Testo in esame —
Incompatibilità per lite pendente, di cui all’articolo 63, comma 1, n. 4, del D.Lgs. n. 267/2000

Territorio e autonomie locali
21 Marzo 2005
Categoria 
12.01.04 Incompatibilità
Sintesi/Massima 

Incompatibilità per lite pendente, di cui all’articolo 63, comma 1, n. 4, del D.Lgs. n. 267/2000

Testo 

E' stato richiesto un parere in merito all'eventuale sussistenza di una causa di incompatibilità per lite pendente, di cui all'articolo 63, comma 1, n. 4, del d.lgs. n. 267/2000, nei confronti di un consigliere comunale, chiamato in causa nel giudizio civile, promosso a titolo di risarcimento, da un istituto di credito nei confronti del comune.
La chiamata in giudizio di un terzo deve essere ricollegata, nel processo civile, al concetto di litisconsorzio, e cioè alla presenza in giudizio di una pluralità di parti. Tralasciando in questa sede il cosiddetto litisconsorzio iniziale (processo che inizia già con una pluralità di parti), bisogna considerare il litisconsorzio successivo (processo che si arricchisce di altre parti in corso di causa), nell'ambito del quale si collocano gli istituti del litisconsorzio necessario (art. 102 c. p. c.) e del litisconsorzio facoltativo, ad istanza di parte (art. 106 c. p. c.) o per ordine del giudice (art. 107 c. p. c.).
Comune a tali ipotesi risulta l'effetto dell'ampliamento del numero delle parti in causa, ben differenziati sono, invece, i presupposti.

Materiale fornito —
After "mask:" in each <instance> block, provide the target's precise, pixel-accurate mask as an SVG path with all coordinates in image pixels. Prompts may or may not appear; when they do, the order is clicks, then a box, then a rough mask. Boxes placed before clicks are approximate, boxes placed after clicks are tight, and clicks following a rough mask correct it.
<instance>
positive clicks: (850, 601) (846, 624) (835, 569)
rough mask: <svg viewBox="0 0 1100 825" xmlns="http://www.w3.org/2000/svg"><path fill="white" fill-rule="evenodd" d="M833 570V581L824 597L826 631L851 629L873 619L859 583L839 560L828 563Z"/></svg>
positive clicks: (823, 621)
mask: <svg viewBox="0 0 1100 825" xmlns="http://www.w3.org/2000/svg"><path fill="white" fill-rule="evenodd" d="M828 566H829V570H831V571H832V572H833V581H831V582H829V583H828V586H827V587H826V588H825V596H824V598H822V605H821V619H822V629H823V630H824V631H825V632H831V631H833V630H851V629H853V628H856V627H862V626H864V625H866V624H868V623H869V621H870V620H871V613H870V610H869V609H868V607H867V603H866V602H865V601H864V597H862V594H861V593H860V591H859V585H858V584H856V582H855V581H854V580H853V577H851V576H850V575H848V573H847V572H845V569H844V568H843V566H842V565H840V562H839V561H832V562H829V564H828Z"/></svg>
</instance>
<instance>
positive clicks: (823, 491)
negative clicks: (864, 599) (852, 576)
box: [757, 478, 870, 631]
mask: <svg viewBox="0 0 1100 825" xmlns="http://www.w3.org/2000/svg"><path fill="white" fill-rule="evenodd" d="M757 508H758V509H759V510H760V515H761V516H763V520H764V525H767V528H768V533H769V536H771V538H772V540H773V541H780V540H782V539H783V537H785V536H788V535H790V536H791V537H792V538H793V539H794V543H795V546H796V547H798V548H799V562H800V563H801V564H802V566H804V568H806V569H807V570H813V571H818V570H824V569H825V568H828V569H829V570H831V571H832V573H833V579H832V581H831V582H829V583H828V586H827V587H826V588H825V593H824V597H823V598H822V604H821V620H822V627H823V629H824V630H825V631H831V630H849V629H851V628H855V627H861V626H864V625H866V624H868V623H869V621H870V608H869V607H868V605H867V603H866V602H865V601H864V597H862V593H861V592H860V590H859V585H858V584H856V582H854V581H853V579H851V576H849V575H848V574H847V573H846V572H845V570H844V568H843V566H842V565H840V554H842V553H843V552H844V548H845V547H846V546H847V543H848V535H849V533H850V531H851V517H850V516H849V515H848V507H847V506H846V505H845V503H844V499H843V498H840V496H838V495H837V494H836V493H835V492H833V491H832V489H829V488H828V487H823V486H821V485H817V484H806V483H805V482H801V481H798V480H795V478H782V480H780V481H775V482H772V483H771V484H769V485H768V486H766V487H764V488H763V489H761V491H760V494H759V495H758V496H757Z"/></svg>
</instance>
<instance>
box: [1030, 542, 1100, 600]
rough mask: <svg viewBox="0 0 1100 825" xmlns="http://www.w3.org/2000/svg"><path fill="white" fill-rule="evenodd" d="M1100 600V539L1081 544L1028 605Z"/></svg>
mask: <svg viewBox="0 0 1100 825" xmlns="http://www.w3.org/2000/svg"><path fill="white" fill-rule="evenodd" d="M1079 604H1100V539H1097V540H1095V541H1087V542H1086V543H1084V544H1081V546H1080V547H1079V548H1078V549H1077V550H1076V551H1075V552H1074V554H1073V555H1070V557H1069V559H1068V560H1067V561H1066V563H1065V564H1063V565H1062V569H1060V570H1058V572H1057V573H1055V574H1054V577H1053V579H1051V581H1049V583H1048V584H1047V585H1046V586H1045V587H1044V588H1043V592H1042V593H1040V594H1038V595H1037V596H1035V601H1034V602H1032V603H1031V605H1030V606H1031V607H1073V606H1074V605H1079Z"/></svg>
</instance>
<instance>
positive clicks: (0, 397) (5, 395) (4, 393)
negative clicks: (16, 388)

Compiti da svolgere —
**a)** Stampa il passo del testo in esame che comincia con "La chiamata in" e termina con "invece, i presupposti.".
**b)** Secondo il testo in esame, quale articolo del codice di procedura civile riguarda il litisconsorzio necessario?

Risposte —
**a)**
La chiamata in giudizio di un terzo deve essere ricollegata, nel processo civile, al concetto di litisconsorzio, e cioè alla presenza in giudizio di una pluralità di parti. Tralasciando in questa sede il cosiddetto litisconsorzio iniziale (processo che inizia già con una pluralità di parti), bisogna considerare il litisconsorzio successivo (processo che si arricchisce di altre parti in corso di causa), nell'ambito del quale si collocano gli istituti del litisconsorzio necessario (art. 102 c. p. c.) e del litisconsorzio facoltativo, ad istanza di parte (art. 106 c. p. c.) o per ordine del giudice (art. 107 c. p. c.).
Comune a tali ipotesi risulta l'effetto dell'ampliamento del numero delle parti in causa, ben differenziati sono, invece, i presupposti.

**b)** L'articolo 102 del codice di procedura civile.